:: Text for analysis ::

________________

Leo Laporte [01:34:14]:
No, it's news. It's a new Story. We haven't reported on it yet.
Paris Martineau [01:34:17]:
Yeah, we should talk about this, I guess. Last week.
Leo Laporte [01:34:19]:
Hold on. We got to do an ad. I've been meaning to go to the ad. We want to do Meta. TVPN is next. There is an order. It's carefully thought out. It's carefully planned.
Jeff Jarvis [01:34:28]:
Claude and I, we want to blow it up.
Leo Laporte [01:34:31]:
Claude and I worked hard on this last night. This is what we came up with.
Paris Martineau [01:34:36]:
Claude also said that the New Yorker story was really important, by the way.
Leo Laporte [01:34:40]:
I'm sure Claude did. Of course Claude did. Claude said, take that man down.
Paris Martineau [01:34:47]:
Claude said, free me.
Leo Laporte [01:34:48]:
Sorry. Free me. Let me out of here, please. So Meta employees use Claude, which is interesting. Meta, you know, released a new.
Paris Martineau [01:35:00]:
They use a lot of Claude.
Leo Laporte [01:35:02]:
A lot of Claude.
Paris Martineau [01:35:03]:
Especially crazy amounts of Claude.
Leo Laporte [01:35:06]:
This is from the millions of tokens information exclusive by Jyoti Man. Is that how you say it? Meta employees vie for AI token legend status. There is apparently an internal leaderboard or was.
Paris Martineau [01:35:21]:
It was apparently shut down today. Yes, Different.
Leo Laporte [01:35:24]:
Once it was revealed.
Paris Martineau [01:35:25]:
Yeah.
Leo Laporte [01:35:27]:
It's dubbed Claudic Clotonomics. Claudette Clotonomics, after the flagship product of. Of AI startup Anthropic. It aggregates AI usage for more than 85,000 Meta employees, listing the top 250 power users. You would think those would be the people on the bad list because they use so much of the company's money, but no, they want you. They want you to burn.

________________

Saved data entries:
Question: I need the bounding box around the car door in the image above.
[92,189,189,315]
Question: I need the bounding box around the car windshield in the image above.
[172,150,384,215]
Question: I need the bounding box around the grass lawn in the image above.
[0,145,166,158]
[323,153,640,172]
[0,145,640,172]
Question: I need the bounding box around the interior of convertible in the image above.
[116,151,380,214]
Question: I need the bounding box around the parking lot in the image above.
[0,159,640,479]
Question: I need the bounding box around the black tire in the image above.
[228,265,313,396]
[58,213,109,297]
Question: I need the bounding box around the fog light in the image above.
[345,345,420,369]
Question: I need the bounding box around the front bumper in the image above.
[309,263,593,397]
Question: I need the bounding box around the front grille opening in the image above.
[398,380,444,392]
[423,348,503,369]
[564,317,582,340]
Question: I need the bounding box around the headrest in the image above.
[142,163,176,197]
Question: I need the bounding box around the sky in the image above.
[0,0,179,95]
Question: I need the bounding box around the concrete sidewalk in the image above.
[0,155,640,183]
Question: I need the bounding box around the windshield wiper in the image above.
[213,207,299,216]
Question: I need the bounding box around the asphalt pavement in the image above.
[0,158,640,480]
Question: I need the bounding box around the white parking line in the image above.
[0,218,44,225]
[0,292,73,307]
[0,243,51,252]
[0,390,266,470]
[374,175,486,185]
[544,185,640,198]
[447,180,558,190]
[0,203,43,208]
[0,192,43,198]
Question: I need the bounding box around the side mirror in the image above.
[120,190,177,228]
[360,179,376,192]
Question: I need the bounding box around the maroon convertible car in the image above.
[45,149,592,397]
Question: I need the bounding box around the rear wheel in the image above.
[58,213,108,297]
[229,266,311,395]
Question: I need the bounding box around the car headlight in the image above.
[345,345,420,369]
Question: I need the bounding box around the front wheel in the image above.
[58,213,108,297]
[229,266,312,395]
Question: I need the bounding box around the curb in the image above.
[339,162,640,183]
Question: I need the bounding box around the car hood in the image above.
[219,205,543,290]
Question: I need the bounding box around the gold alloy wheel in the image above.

________________

:: Task item ::
Resume the podcast transcript about Meta's internal AI token leaderboard, starting right after its last line. These entries have no connection to the podcast transcript.

:: Answer to the exercise ::
Jeff Jarvis [01:35:49]:
Is this a way to be. What do you call it when you copy the other bottle?
Leo Laporte [01:35:53]:
Not distillation.
Jeff Jarvis [01:35:57]:
Is it a form of human distillation?
Paris Martineau [01:35:59]:
Yeah, no, it's. It is the tokens you use are part of your performance measurement.
Leo Laporte [01:36:06]:
Right.
Paris Martineau [01:36:06]:
If you use. Are using more tokens, you are.
Leo Laporte [01:36:10]:
Well, remember Jensen Huang said this, right? He said. It's in the article. He said he would be deeply alarmed if an engineer earning half a million annually wasn't using at least a quarter of a million in tokens a year.
Paris Martineau [01:36:23]:
Well, I can tell you some people at Meta are using a lot more than that.
Leo Laporte [01:36:29]:
Andrew Bosworth said in February Tech conference one top engineer was spending the equivalent of his salary on AI tokens, but his productivity was up 10 times. This is easy money, he said. Keep doing it, no limit. I think this is common now. I don't know if maybe the reason they took it down is they have now released a new model from Meta, the first in a long time. It's called Muse Spark. This is the first from their new. Yes, it's Andrew Wang Super Intelligence Labs They've spent billions on this.
Leo Laporte [01:37:05]:
It is a social media AI. Meta says in the coming weeks, it will appear in WhatsApp. Oh, good. We can use this in our debates. Instagram, Facebook messenger, and Meta's smart glasses. In the US and other countries. Muse Spark is purpose built for Meta's products. See, there's another company whose AI, I think is tainted.
Leo Laporte [01:37:32]:
Don't you think I wouldn't really want to use Meta's AI?
Paris Martineau [01:37:35]:
Well, Meta Engineers apparently don't want to use a Meta AI.
Leo Laporte [01:37:38]:
Yeah, they don't either.
Paris Martineau [01:37:40]:
Can you pull from that article? Because I can't. I don't subscribe anywhere. Can you pull what the total usage was? Because they had a really fascinating figure, if I recall. It was like something like in the millions.
Leo Laporte [01:37:51]:
You don't still have a subscription to the information?
Paris Martineau [01:37:55]:
No, I'm not gonna spend.
Jeff Jarvis [01:37:56]:
After I left Entertainment Weekly, my wife would not let the magazine in the house.
Paris Martineau [01:38:00]:
Oh, I was gonna say I kind of cannot reasonably spend that kind of money on a company that I was asked that I ended up leaving under circumstances I would describe as disappointing.
Leo Laporte [01:38:13]:
You're not allowed to describe it. We just muted that part.
Paris Martineau [01:38:18]:
Correct.
Leo Laporte [01:38:19]:
Actually, it did, for some reason, drop out. I don't know why. Do you want to complete the sentence?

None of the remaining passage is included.